▶ [Dataset extract]:
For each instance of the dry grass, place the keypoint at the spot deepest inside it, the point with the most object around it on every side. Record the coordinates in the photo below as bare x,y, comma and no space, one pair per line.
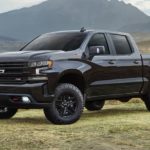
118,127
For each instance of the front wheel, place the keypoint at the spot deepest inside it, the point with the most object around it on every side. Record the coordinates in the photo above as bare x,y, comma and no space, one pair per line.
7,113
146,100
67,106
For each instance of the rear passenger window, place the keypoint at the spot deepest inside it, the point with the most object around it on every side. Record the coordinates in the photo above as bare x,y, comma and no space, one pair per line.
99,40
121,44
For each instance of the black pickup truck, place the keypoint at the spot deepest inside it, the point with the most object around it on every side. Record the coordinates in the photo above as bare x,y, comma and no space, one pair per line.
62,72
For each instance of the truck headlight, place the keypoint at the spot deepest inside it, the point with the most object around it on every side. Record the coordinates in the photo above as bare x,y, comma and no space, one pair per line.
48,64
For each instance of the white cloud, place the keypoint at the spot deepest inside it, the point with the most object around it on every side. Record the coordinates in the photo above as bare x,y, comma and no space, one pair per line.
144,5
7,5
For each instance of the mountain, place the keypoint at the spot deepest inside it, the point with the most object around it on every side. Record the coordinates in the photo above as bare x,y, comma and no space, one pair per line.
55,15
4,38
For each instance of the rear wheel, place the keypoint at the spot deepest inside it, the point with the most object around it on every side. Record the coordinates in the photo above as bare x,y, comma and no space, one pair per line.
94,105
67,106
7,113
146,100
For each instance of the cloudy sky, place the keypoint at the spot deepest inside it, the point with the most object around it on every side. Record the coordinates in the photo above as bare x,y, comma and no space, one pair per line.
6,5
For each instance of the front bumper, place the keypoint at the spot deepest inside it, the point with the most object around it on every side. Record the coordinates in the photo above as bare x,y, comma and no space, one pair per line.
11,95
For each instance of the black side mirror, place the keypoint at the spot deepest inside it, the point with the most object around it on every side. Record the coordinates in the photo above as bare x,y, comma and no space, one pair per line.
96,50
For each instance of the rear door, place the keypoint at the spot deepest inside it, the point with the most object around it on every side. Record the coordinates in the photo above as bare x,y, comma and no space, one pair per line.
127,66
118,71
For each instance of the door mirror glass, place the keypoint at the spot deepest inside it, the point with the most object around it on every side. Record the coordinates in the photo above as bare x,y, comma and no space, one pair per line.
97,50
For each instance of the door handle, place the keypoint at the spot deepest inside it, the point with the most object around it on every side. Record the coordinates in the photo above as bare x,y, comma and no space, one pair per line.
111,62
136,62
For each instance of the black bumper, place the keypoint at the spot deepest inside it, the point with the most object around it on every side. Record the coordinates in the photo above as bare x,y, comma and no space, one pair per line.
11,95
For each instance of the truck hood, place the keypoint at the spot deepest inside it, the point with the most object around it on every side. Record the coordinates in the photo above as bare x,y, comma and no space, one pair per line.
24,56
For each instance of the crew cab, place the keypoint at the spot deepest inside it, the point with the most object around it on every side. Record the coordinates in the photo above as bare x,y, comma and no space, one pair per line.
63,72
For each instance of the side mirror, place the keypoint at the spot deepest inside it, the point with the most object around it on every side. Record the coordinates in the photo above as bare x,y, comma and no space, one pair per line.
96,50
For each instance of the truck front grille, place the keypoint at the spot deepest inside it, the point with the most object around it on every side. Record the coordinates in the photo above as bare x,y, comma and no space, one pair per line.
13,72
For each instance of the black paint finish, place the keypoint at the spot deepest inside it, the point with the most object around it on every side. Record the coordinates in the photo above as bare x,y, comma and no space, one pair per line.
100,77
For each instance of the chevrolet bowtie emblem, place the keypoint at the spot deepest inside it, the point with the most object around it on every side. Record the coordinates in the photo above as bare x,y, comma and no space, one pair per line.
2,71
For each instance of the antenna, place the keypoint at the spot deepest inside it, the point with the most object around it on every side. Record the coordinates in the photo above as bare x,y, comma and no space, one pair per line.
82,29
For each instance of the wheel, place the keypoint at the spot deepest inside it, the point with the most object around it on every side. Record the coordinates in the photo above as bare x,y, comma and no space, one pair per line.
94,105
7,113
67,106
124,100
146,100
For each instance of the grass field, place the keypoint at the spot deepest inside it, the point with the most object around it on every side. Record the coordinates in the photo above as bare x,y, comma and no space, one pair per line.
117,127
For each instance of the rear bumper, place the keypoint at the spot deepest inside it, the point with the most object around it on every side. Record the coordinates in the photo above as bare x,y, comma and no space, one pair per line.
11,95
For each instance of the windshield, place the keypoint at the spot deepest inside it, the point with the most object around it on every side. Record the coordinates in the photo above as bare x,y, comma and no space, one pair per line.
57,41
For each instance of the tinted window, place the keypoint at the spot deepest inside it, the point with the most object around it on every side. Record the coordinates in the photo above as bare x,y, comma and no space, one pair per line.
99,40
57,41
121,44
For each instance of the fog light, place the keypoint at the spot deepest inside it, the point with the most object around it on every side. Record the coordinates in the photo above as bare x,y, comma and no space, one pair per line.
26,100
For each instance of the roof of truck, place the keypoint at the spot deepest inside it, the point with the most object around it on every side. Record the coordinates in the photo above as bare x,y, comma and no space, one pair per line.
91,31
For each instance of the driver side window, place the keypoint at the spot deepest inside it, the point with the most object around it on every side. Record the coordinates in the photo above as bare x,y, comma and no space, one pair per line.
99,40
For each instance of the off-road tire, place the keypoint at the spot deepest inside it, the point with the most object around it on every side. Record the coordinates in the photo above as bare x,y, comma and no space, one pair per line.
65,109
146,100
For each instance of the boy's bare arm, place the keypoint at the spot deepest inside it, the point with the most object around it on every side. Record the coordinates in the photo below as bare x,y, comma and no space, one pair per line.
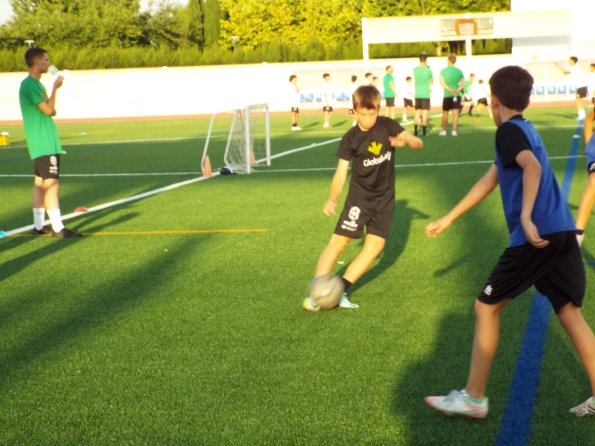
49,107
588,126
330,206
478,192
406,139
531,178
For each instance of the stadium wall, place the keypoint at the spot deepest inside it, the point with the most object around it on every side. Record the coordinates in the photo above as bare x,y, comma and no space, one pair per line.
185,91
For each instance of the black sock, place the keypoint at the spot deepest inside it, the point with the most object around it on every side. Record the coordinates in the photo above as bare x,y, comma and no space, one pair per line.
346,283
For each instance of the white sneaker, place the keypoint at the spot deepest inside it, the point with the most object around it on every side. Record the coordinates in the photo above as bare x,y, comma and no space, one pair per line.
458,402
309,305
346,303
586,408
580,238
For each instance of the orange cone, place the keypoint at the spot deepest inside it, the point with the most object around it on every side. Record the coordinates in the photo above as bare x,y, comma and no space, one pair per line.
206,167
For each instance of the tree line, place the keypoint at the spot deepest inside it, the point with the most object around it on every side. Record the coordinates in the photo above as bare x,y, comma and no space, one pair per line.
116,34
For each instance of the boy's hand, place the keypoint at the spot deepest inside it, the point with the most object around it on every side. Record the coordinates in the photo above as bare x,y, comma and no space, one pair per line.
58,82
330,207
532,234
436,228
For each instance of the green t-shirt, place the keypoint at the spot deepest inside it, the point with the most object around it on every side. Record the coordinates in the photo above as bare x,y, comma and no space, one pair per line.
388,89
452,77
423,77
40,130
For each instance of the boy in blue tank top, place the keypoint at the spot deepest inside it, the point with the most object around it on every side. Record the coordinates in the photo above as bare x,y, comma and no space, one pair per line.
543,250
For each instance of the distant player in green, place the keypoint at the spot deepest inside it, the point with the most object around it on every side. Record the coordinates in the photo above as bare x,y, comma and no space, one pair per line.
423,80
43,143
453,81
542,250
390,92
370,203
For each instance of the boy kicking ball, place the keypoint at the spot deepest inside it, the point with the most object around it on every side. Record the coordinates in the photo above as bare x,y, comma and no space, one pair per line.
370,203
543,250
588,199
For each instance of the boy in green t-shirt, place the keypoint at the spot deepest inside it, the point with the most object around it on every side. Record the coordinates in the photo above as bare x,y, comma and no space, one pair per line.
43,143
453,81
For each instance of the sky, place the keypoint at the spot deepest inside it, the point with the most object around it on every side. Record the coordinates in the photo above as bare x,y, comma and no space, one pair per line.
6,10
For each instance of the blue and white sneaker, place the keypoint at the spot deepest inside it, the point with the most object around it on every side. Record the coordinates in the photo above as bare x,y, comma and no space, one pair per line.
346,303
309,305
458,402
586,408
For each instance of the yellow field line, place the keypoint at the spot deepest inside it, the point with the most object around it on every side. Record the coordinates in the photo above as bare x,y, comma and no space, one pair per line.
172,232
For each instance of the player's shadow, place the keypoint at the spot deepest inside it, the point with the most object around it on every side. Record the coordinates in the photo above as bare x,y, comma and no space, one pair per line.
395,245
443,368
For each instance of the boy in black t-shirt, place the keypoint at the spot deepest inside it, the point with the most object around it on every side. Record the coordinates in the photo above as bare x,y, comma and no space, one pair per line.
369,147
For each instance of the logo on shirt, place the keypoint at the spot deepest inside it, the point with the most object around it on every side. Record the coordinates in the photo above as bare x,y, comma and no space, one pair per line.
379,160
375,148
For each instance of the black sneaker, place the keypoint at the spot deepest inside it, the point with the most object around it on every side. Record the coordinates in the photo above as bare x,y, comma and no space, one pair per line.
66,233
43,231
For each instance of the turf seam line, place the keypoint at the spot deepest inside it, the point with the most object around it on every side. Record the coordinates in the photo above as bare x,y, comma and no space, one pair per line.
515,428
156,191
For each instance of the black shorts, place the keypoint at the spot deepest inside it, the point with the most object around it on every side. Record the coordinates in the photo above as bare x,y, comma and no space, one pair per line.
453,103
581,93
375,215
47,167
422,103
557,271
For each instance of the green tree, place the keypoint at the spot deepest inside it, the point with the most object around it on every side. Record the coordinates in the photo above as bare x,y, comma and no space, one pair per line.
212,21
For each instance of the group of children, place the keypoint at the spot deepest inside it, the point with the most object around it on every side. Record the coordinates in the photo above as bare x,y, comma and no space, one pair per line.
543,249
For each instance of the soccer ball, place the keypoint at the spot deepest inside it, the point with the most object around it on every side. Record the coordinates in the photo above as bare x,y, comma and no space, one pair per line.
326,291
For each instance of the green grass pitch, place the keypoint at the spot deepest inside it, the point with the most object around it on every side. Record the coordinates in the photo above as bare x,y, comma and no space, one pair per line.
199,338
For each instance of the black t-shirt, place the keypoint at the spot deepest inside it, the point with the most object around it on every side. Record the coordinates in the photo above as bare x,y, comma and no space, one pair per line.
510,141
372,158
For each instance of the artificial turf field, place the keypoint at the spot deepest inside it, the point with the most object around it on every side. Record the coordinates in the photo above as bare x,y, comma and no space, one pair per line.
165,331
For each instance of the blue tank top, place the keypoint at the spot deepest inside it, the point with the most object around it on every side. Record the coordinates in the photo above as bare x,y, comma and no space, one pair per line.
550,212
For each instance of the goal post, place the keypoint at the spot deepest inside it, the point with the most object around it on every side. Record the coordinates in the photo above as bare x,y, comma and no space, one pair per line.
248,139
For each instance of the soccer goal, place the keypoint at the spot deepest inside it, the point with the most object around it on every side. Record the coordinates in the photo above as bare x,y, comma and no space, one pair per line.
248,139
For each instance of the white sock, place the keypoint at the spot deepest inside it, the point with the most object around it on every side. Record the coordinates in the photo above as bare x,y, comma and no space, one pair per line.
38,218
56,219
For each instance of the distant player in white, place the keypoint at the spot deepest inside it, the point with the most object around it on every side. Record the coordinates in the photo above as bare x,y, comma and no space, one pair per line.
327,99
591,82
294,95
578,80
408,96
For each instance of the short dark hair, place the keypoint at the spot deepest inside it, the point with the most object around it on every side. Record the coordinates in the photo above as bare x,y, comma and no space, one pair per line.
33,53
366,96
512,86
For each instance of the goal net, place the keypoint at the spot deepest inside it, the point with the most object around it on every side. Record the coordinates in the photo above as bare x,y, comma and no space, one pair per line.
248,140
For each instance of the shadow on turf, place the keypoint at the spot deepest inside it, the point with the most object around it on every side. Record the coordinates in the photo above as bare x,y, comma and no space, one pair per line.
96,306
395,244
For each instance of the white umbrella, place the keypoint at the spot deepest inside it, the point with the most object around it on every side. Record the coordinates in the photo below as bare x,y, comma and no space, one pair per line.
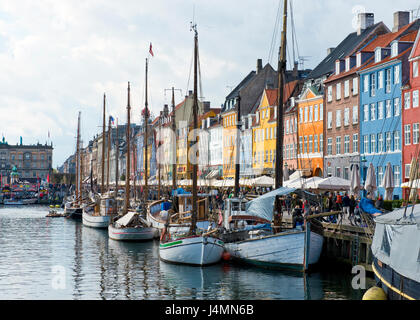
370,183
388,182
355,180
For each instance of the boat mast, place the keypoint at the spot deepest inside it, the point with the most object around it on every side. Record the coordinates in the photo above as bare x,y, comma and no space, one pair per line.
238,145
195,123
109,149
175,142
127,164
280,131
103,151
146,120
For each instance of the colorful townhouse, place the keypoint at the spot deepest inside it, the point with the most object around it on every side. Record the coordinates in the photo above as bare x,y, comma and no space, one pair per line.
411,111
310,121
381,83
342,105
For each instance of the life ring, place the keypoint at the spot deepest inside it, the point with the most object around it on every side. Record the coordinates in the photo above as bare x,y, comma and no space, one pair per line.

▶ [Prompt]: Reproduce the listing, starting at the line that contains "For each instance of the colorful" and ending at the final line of the listing, with both of those lines included. Add 147 to every number in the coordinate answers, and leave all other text unchanged.

▶ [Expected answer]:
For each instance of the colorful townhouse, place the keypoint at the spot deepest inside it, the point with the most object around it on every side. Record the coordinates in the photo above as bare x,y, comma and no space, one pair per line.
558,258
457,268
528,230
489,252
For each instance of the life ring, place the keypoint at the spot deepest inside it, the point with the most object around it on every side. Record the coordinates in the photo above as bare x,y, comma and no space, one pair per line.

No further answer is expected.